Only the pictures are to be dropped; the rest of the data below is to be duplicated exactly.

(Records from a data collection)
=== Begin Enclosure ===
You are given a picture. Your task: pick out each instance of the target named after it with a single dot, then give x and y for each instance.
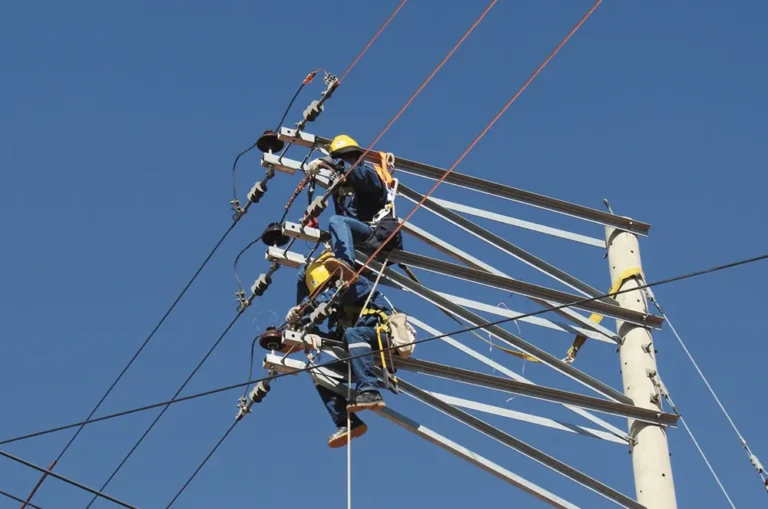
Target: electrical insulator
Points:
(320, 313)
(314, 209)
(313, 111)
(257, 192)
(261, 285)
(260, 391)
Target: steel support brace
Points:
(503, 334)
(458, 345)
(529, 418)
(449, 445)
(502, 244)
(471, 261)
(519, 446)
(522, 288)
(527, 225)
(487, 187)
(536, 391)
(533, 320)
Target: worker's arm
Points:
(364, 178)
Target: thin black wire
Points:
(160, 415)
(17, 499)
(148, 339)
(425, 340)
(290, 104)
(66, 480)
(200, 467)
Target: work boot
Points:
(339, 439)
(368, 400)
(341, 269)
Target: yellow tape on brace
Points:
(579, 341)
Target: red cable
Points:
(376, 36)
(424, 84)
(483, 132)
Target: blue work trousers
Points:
=== End Enclosure ===
- Completed exercise -
You are given a picture. Your task: pick out each instance of the target named after it with a single dot, then give x and y for each instance.
Target: electrical insulator
Points:
(320, 313)
(314, 209)
(313, 111)
(257, 192)
(261, 285)
(260, 391)
Target: steel support brace
Points:
(503, 334)
(458, 345)
(529, 418)
(449, 445)
(502, 244)
(471, 261)
(519, 446)
(522, 288)
(527, 225)
(487, 187)
(536, 391)
(533, 320)
Target: worker's arm
Points:
(364, 178)
Target: thin black wire
Points:
(160, 415)
(17, 499)
(148, 339)
(425, 340)
(290, 104)
(66, 480)
(200, 467)
Target: work boot
Points:
(339, 439)
(368, 400)
(341, 269)
Target: yellow tape on brace
Points:
(579, 341)
Target: red cable
Points:
(376, 36)
(424, 84)
(483, 132)
Target: blue work trousers
Points:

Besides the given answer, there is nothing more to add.